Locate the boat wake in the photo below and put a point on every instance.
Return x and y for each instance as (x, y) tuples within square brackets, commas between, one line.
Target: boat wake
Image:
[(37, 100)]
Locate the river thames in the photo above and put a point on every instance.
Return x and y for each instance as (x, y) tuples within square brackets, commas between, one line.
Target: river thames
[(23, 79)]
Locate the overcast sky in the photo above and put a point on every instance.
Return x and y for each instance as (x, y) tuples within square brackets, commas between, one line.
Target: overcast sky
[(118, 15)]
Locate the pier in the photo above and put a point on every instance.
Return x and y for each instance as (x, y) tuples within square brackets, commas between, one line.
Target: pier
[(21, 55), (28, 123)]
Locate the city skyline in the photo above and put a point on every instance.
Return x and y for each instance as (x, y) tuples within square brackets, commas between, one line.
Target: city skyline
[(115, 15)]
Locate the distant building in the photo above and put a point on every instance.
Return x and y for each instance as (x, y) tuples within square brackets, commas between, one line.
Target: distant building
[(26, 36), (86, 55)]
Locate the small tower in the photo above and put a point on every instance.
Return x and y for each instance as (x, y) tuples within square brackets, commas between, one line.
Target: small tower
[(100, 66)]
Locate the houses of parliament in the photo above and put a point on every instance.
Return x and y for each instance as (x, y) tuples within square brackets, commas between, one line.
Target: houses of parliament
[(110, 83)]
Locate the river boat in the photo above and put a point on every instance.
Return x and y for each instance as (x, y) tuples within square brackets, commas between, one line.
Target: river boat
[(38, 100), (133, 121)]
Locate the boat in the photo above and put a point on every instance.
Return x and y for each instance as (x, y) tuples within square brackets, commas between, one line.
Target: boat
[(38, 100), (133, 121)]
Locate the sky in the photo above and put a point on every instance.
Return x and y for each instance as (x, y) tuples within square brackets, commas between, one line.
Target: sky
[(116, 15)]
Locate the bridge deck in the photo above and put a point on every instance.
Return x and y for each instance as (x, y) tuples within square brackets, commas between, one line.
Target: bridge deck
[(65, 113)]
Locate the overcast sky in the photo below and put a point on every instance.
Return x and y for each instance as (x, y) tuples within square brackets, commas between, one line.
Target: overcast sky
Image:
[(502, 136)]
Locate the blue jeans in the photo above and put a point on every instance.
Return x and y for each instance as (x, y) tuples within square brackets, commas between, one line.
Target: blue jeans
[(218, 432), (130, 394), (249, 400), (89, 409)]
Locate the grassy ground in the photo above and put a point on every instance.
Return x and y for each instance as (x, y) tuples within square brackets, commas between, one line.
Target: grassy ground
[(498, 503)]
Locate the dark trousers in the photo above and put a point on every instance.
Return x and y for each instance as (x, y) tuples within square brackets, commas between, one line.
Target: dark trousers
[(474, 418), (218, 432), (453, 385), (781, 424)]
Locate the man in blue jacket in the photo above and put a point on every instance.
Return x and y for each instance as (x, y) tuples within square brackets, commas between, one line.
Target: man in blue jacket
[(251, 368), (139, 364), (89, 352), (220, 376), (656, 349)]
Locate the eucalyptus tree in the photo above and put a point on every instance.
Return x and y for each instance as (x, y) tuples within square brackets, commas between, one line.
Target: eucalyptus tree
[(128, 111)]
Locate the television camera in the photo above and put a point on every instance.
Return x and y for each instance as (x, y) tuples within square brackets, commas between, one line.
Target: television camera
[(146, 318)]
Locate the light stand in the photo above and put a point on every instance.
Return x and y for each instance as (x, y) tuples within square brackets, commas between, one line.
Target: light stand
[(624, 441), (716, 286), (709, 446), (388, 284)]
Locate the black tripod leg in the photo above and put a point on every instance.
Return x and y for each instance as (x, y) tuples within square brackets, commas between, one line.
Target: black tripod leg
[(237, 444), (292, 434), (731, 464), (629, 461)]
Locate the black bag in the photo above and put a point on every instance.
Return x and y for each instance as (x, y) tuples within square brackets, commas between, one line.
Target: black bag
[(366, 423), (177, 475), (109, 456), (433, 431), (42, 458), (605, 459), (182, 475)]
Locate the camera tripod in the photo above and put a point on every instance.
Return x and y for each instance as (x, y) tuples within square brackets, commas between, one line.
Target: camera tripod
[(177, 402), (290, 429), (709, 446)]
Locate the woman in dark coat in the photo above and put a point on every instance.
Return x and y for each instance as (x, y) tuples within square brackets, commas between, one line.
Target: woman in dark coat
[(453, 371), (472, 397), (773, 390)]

------------------------------------------------------------

- **WHAT YOU ARE ASKED TO DO**
Return the line that contains "Locate the black bag" and all lines after it, verbatim, and nothing else.

- **ANSWER TO THIS TASK**
Locate the black bag in the photo above and put a point on every instance.
Return x and y for each instance as (x, y) tuples within square brackets, commas between, one line.
Target: black bag
[(366, 423), (177, 475), (109, 456), (433, 431), (42, 458), (605, 459), (182, 475)]
Locate the camera tripod in the photo above and put a point on every instance.
Return x and y for each instance as (x, y) tuples within square brackets, commas between, one line.
Target: camera tripod
[(177, 402), (290, 429), (709, 446)]
Locate the woman in dark coat in the photo above and put a point on every instance.
Return x and y for each instance as (x, y) tuples within square brackets, commas between, one line.
Target: woman in dark coat
[(453, 371), (472, 397), (773, 390)]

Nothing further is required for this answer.